Tally the lines of the records below that contain the string "tree", and give only that number.

## Start TASK MATERIAL

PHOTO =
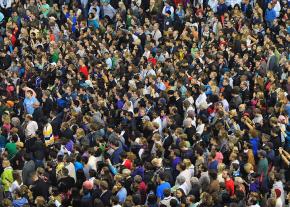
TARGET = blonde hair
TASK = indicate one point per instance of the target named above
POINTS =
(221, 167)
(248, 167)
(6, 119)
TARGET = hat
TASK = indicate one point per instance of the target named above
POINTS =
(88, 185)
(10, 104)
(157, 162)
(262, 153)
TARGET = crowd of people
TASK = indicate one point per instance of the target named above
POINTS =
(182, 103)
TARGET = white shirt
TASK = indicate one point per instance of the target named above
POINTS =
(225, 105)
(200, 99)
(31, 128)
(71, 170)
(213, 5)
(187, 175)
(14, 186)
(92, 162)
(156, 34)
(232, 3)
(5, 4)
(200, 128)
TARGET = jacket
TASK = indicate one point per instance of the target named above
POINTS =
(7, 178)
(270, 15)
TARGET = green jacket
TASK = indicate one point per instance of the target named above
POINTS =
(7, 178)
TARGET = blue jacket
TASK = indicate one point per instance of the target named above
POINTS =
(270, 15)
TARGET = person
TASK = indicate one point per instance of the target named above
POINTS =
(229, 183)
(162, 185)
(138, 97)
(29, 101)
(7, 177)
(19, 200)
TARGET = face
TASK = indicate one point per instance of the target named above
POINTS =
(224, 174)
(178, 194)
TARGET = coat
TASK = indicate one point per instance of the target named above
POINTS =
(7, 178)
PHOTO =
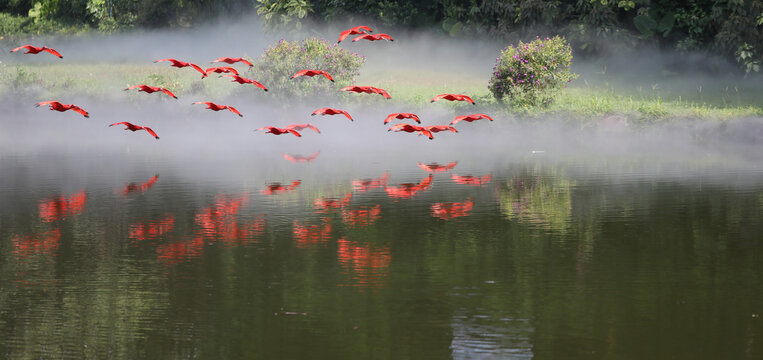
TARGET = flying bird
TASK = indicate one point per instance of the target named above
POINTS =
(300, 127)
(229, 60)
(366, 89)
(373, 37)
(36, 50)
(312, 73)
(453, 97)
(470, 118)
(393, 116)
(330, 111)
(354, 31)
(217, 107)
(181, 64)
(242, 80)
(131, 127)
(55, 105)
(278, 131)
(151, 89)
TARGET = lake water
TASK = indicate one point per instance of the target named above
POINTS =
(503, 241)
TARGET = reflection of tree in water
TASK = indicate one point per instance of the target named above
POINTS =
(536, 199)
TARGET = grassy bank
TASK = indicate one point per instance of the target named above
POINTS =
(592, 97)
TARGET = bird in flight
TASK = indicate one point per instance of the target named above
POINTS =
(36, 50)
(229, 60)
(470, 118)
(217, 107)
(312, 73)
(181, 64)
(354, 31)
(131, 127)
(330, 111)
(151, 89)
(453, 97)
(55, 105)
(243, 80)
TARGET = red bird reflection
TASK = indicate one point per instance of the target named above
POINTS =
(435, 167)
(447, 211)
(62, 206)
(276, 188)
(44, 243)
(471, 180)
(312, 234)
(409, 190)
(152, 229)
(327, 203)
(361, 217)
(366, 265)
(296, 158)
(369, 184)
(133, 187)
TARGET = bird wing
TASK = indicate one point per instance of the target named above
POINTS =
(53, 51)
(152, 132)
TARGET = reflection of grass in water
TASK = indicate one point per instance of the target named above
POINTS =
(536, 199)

## End TASK MATERIAL
## Start TASK MATERIAL

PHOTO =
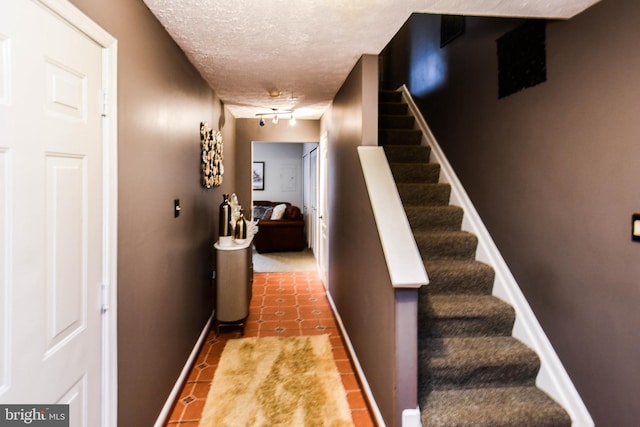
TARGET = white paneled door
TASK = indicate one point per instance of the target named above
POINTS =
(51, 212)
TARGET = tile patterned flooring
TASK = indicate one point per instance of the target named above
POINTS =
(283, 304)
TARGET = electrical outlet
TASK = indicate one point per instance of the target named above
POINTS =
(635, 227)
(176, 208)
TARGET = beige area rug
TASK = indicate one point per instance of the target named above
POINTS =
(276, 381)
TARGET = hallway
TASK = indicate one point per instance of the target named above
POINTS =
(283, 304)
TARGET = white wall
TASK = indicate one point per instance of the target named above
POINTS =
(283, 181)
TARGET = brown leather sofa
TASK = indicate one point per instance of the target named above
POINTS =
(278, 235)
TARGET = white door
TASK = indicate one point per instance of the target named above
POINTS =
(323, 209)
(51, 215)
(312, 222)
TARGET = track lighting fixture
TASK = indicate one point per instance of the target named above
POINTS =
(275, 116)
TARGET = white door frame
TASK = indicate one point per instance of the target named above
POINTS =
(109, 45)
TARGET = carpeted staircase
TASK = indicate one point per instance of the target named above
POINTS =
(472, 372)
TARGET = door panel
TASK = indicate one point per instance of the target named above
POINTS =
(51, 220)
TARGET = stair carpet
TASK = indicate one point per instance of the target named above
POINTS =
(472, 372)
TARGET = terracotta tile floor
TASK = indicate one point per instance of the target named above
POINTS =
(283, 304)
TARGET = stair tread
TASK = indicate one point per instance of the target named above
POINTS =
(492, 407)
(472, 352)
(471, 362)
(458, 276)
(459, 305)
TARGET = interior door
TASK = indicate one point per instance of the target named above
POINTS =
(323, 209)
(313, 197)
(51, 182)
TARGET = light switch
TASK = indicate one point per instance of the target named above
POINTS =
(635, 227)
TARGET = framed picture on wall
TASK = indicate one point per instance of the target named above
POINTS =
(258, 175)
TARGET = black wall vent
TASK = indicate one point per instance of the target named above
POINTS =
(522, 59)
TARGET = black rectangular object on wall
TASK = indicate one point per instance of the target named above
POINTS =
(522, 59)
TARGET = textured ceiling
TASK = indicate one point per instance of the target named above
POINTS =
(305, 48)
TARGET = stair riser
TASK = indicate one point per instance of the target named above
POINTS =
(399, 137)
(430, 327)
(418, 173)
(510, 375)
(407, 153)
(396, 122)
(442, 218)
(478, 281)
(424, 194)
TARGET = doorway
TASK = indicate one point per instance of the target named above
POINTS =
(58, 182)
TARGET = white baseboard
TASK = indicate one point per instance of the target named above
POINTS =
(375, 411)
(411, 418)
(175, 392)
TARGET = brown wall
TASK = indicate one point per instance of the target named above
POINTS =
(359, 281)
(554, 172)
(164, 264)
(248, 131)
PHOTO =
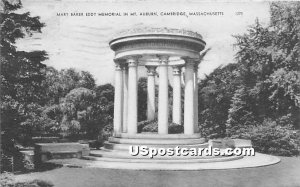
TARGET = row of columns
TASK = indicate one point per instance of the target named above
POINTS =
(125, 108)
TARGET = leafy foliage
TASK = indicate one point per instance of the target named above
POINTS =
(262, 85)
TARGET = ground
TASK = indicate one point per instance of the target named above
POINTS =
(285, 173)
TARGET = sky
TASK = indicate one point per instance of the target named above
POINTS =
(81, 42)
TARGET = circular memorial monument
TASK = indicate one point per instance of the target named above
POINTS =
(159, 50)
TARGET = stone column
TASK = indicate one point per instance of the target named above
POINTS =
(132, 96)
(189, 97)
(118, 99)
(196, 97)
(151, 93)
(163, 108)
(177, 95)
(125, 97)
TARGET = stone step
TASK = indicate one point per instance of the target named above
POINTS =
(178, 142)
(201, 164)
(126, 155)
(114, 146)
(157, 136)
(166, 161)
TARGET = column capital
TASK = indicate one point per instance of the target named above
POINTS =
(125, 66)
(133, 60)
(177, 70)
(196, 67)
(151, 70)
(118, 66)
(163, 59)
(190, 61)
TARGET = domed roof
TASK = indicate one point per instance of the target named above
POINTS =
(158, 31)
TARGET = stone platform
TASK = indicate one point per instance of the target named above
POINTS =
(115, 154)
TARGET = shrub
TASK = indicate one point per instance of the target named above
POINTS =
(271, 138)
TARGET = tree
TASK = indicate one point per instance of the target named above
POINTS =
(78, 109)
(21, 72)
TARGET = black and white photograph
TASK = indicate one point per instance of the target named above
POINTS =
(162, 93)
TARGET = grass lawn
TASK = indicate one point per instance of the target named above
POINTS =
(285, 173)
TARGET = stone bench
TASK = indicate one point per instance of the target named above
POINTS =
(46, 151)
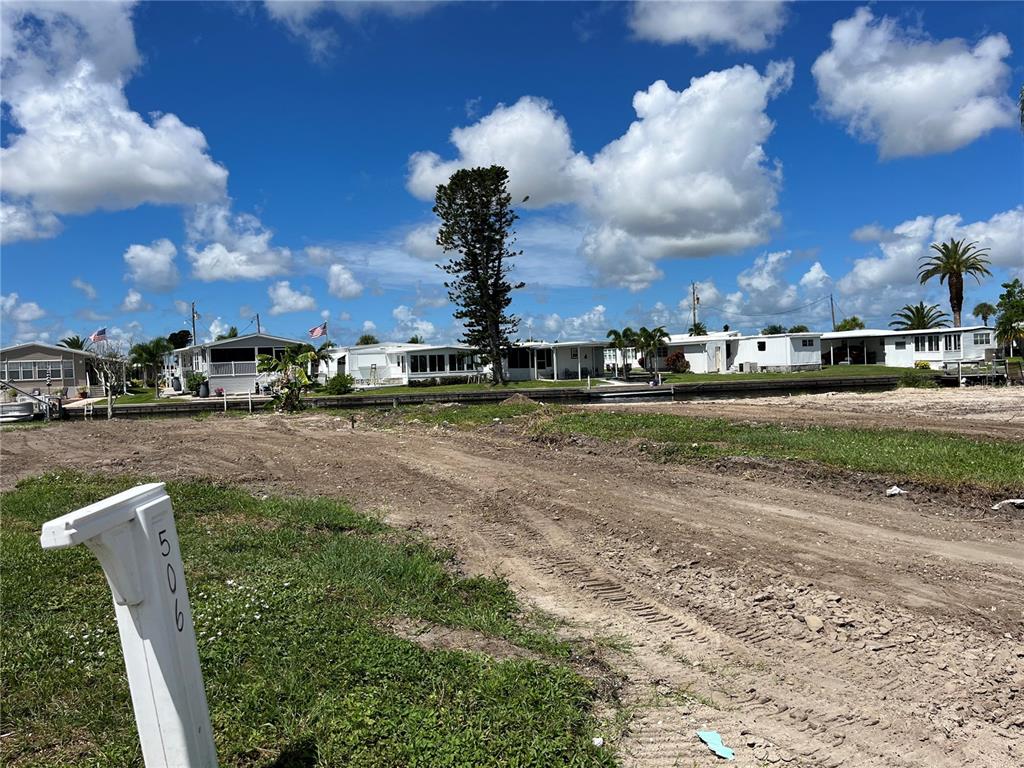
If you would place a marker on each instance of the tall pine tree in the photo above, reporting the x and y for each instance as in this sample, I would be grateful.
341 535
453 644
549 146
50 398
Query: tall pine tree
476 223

## End TASK MATERIAL

SOLUTION FOR THIS PROBLEM: 4